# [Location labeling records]
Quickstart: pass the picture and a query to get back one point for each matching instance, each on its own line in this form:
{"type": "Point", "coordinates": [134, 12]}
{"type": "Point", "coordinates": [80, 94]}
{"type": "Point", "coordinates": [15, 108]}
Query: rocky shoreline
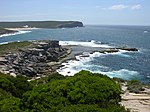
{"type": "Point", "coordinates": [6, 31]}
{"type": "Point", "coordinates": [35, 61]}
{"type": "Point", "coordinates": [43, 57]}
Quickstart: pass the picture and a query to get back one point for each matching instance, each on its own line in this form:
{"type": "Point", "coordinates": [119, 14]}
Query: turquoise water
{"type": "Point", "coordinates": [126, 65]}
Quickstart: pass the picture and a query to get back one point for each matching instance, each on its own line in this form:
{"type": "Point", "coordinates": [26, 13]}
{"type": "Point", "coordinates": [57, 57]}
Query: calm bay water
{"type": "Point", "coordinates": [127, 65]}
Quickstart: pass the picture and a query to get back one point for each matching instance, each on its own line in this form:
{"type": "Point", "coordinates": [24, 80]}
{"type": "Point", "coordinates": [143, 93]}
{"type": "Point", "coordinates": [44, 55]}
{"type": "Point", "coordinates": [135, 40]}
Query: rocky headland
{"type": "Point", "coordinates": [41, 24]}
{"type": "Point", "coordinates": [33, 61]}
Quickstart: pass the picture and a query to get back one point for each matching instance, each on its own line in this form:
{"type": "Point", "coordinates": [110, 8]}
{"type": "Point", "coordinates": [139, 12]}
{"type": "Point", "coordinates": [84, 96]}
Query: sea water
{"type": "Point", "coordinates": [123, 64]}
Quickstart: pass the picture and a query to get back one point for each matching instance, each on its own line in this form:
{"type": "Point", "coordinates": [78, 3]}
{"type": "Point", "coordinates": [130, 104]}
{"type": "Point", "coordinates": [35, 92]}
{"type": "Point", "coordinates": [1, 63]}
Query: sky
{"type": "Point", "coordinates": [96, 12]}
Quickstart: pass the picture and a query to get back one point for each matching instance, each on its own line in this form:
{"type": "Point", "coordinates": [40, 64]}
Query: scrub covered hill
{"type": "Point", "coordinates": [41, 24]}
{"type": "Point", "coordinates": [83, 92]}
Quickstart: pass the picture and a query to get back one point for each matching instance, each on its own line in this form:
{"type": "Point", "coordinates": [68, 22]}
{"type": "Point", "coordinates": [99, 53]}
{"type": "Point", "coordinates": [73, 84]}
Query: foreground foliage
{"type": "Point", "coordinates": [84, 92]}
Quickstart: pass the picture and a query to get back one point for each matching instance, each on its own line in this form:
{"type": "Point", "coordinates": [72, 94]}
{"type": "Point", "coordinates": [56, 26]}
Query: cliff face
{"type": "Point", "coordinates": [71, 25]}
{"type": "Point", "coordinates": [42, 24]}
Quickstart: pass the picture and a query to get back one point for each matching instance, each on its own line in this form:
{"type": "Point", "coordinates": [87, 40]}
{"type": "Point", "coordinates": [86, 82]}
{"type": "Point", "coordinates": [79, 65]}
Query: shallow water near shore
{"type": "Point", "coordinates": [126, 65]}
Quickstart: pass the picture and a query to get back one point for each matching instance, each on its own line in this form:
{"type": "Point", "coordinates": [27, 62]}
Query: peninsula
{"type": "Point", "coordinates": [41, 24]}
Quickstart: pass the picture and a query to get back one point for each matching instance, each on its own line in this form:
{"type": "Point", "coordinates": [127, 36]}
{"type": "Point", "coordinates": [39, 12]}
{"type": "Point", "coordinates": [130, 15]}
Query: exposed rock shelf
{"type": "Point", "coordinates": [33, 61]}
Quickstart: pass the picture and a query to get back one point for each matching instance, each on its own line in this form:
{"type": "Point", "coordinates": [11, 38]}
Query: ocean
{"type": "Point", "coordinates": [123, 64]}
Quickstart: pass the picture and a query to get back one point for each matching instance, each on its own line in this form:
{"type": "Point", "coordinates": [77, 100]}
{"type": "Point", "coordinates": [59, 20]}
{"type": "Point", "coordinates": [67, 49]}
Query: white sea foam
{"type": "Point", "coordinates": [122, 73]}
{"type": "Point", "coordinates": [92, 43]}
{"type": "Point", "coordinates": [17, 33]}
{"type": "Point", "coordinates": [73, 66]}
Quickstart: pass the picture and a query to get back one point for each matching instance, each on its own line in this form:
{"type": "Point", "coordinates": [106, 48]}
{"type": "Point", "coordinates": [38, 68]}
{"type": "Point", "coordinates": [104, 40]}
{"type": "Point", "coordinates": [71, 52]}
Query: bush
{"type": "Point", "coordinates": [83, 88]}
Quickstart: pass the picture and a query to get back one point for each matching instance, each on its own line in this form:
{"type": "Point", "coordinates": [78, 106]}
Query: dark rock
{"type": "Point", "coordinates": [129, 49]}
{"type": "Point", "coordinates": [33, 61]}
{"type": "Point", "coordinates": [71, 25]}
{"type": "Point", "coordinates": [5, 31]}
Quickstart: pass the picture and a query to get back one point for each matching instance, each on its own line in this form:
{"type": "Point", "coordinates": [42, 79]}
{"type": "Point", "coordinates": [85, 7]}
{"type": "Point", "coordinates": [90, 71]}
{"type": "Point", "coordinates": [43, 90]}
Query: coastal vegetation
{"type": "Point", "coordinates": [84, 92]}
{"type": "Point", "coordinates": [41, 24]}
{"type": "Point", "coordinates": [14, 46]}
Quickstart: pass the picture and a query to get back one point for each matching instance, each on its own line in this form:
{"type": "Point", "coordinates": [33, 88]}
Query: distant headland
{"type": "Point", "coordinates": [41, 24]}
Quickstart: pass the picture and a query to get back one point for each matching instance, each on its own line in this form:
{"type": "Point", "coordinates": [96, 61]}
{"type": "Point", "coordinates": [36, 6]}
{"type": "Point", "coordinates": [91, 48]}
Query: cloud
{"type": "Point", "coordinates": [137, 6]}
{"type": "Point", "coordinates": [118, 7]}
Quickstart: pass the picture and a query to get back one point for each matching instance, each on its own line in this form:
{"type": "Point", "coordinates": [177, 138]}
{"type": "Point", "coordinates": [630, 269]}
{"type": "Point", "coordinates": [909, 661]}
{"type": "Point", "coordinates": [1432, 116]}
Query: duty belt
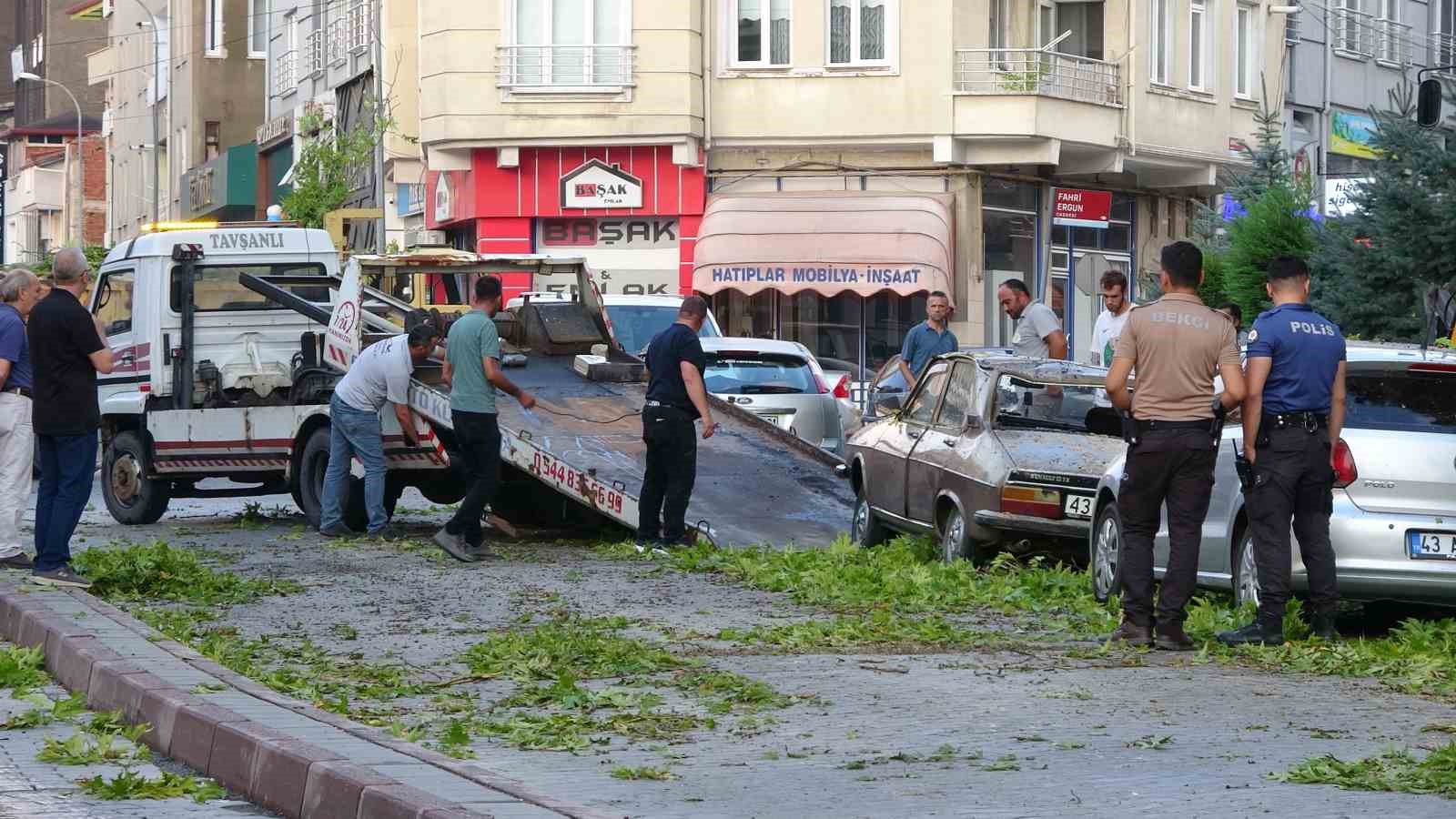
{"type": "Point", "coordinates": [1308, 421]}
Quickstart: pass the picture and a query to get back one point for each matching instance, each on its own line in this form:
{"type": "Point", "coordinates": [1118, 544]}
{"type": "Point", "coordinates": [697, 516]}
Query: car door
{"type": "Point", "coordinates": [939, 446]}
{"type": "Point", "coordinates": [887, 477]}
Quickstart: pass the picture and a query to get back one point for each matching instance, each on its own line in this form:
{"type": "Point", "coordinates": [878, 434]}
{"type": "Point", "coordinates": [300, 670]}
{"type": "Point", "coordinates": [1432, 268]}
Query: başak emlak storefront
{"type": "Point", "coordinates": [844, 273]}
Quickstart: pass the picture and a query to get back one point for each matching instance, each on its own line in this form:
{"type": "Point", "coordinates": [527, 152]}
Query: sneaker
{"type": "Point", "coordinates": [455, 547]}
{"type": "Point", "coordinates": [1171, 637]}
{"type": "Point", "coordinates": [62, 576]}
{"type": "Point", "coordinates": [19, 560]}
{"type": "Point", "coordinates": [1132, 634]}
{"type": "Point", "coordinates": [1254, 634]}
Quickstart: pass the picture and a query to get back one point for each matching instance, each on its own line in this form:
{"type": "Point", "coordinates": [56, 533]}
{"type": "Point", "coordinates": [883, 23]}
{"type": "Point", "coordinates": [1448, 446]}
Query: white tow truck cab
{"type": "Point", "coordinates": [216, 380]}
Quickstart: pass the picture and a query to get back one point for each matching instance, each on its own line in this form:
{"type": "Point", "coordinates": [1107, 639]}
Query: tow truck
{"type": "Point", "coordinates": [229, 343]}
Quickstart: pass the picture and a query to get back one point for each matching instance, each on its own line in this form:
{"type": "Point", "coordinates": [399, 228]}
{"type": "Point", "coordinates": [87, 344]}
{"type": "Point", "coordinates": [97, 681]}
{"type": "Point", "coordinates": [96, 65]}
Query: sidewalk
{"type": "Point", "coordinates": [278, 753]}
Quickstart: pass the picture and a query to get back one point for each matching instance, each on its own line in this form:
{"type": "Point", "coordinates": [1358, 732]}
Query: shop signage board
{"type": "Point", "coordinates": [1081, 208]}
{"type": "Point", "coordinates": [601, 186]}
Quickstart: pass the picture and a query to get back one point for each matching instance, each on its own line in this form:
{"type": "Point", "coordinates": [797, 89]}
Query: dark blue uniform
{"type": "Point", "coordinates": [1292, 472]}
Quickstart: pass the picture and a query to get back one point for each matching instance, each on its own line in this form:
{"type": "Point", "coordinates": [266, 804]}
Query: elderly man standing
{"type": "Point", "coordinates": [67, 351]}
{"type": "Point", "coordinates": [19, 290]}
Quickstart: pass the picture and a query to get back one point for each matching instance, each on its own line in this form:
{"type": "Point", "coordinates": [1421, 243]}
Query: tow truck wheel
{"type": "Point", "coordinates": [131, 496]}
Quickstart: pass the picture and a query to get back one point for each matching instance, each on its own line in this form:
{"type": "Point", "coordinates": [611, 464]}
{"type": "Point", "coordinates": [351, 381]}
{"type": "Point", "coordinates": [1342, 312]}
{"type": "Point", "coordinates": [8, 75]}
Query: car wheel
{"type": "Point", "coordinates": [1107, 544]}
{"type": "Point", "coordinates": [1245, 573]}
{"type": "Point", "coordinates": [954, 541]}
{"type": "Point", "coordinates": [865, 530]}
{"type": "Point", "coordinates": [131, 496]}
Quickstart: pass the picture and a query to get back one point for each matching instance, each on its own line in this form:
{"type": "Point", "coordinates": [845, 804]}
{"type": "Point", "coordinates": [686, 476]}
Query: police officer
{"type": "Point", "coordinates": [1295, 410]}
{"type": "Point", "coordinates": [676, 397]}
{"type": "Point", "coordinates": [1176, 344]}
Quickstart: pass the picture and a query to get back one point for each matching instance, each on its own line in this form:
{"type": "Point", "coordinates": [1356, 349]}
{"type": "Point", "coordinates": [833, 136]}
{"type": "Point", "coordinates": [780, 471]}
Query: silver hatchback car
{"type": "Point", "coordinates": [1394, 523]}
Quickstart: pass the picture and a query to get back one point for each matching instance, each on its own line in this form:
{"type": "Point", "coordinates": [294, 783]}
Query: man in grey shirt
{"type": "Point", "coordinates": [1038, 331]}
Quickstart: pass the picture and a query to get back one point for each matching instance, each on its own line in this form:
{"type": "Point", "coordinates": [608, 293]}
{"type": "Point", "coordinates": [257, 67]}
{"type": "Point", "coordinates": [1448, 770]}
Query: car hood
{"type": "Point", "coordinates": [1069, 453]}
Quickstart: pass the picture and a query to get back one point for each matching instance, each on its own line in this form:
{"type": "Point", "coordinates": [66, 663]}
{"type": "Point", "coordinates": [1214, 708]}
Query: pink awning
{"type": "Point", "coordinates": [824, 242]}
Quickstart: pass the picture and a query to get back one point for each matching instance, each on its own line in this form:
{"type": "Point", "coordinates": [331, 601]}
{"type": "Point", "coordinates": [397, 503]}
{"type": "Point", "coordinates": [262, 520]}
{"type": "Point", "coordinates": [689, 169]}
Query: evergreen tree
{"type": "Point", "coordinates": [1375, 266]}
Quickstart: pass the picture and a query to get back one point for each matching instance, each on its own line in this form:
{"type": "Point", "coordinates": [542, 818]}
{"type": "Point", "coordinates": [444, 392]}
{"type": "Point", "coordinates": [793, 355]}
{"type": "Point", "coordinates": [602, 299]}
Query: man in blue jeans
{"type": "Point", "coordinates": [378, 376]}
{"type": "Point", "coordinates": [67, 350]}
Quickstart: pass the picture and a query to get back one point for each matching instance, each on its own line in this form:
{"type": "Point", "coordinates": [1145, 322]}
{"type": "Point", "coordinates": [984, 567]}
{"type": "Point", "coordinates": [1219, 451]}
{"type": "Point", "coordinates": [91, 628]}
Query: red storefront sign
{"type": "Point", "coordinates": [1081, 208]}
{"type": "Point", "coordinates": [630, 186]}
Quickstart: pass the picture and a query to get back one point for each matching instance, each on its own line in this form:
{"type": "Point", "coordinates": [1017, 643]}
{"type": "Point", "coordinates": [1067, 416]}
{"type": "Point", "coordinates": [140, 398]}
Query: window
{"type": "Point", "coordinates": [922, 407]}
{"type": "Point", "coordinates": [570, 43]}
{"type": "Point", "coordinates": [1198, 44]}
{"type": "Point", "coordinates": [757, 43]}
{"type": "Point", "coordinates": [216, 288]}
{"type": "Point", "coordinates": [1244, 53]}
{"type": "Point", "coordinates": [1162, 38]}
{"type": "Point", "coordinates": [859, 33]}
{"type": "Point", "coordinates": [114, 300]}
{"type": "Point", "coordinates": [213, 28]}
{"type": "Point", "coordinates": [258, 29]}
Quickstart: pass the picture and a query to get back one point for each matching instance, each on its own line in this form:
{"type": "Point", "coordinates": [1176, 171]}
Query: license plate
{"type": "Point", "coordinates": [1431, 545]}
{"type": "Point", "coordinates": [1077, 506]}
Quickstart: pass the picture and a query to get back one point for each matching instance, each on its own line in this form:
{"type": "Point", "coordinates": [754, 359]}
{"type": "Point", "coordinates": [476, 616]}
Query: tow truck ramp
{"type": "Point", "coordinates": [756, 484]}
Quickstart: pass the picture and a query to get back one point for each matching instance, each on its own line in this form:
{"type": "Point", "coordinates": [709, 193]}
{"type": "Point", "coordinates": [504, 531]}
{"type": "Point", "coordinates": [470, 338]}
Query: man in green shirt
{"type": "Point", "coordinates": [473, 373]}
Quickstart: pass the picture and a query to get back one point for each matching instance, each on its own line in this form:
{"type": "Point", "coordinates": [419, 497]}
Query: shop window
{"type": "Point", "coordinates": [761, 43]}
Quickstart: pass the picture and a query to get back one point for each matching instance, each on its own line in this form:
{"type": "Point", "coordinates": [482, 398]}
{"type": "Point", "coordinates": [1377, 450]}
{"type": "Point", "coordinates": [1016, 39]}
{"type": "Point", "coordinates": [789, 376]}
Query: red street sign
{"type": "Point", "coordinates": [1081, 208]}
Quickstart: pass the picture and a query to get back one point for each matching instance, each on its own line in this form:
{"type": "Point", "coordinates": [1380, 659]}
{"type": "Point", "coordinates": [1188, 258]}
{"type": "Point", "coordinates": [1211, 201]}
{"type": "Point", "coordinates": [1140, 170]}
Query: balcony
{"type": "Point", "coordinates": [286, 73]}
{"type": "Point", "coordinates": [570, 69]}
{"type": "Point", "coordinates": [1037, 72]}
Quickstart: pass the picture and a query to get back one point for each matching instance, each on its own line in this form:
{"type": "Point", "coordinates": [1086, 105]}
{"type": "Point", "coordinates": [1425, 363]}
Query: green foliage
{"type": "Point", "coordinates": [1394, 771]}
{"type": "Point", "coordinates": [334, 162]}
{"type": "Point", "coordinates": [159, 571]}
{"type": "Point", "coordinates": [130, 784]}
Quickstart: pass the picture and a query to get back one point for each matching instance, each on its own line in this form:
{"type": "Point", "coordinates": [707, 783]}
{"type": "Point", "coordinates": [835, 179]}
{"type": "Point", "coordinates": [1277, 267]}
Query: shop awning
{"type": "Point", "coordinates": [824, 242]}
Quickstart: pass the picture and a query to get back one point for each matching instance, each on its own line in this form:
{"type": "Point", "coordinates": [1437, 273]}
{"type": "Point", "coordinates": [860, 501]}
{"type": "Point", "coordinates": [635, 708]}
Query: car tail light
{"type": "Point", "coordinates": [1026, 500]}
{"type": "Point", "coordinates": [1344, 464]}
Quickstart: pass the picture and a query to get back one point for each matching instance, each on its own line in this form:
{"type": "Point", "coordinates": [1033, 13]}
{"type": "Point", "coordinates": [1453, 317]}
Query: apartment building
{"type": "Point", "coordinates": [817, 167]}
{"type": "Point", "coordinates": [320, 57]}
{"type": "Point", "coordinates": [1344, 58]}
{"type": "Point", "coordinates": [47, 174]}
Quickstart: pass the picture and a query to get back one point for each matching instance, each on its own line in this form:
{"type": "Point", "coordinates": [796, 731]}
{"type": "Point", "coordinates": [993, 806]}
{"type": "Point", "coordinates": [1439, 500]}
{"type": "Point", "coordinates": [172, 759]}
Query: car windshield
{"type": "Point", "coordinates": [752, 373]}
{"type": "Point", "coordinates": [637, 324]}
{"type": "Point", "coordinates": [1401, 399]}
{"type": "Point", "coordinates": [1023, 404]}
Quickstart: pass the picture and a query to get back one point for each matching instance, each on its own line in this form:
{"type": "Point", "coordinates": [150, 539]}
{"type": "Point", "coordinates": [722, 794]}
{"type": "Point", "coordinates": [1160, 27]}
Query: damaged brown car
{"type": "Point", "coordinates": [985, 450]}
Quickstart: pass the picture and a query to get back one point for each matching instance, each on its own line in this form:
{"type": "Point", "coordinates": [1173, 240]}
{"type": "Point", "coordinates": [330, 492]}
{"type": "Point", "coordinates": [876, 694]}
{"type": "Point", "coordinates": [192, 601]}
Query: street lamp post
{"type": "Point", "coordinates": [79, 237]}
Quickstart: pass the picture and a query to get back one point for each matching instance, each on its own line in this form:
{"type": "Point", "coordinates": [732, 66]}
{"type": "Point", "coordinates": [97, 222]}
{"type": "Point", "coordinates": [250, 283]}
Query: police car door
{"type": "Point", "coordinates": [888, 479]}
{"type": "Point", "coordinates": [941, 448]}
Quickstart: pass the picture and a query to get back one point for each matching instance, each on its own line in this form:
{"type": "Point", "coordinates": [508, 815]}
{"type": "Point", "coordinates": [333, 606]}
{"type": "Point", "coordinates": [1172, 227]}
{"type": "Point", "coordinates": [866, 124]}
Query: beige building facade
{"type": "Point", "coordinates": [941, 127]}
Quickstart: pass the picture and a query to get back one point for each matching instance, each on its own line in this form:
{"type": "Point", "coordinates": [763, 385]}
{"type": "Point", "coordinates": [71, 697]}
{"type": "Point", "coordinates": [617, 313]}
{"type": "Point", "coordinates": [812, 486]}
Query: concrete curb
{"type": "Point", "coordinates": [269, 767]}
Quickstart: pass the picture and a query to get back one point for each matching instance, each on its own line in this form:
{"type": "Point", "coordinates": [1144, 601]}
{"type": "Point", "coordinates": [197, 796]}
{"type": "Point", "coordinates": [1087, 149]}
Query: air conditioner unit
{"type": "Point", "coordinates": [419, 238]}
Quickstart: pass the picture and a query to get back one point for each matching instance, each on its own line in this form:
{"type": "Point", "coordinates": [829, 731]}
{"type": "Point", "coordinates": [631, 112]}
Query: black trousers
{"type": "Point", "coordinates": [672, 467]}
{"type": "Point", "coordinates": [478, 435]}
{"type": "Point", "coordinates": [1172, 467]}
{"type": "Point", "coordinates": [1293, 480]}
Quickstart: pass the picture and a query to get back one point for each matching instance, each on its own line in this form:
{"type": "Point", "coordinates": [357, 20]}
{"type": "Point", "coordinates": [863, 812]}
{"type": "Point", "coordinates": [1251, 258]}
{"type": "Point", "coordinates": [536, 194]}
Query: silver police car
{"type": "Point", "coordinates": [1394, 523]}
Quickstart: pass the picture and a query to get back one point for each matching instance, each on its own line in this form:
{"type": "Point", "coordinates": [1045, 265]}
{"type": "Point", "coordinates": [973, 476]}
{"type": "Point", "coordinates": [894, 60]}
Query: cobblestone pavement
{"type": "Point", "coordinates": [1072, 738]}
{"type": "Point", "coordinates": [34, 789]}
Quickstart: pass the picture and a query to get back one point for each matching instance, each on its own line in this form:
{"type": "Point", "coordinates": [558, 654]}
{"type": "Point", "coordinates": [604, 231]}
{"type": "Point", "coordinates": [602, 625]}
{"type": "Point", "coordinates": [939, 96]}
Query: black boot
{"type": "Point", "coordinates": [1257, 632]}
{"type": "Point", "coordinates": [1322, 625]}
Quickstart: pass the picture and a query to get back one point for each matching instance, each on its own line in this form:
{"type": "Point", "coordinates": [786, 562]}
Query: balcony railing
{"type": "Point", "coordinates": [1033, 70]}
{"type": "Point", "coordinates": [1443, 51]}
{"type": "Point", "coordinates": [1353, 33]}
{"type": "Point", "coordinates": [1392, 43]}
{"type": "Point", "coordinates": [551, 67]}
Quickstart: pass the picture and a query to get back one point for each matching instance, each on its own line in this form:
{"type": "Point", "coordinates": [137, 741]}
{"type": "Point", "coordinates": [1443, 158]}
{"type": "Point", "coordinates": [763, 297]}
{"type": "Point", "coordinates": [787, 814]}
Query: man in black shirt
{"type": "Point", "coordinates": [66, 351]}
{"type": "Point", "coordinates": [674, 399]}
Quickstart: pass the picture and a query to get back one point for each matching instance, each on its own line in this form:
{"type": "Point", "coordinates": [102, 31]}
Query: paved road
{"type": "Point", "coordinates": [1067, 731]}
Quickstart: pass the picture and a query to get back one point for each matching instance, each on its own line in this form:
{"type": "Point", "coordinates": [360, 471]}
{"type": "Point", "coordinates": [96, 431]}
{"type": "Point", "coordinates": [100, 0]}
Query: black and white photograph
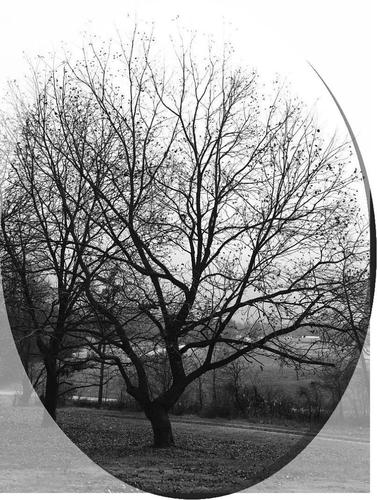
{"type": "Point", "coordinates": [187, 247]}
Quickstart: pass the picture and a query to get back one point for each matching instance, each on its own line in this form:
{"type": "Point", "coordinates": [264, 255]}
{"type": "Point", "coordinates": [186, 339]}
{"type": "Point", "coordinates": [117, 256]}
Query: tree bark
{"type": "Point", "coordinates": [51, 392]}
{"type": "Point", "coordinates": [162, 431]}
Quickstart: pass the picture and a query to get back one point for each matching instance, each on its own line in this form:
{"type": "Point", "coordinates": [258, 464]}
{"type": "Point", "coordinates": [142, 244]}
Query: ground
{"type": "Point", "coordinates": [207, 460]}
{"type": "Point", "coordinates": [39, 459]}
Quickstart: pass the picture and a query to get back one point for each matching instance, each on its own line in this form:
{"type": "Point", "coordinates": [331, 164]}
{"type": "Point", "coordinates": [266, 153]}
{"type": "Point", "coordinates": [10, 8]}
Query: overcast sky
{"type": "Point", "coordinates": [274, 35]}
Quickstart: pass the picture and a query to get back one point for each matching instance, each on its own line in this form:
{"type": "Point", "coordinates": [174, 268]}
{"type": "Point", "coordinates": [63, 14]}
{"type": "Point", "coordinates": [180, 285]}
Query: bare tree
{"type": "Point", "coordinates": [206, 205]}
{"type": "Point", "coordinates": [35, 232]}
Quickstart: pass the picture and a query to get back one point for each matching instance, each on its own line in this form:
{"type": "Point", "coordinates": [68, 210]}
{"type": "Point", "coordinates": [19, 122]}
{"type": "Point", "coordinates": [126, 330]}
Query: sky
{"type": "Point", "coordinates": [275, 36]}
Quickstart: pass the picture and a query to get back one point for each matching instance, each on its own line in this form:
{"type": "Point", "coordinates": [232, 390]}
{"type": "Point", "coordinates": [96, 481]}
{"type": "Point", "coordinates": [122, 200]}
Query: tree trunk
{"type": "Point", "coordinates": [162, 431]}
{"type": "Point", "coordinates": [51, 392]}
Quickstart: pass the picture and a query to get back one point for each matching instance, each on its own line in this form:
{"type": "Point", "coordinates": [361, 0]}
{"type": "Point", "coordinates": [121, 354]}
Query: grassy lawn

# [REQUIREMENT]
How many lines in the listing above contain the string "water"? Reply with the number only.

# [SOLVED PROBLEM]
4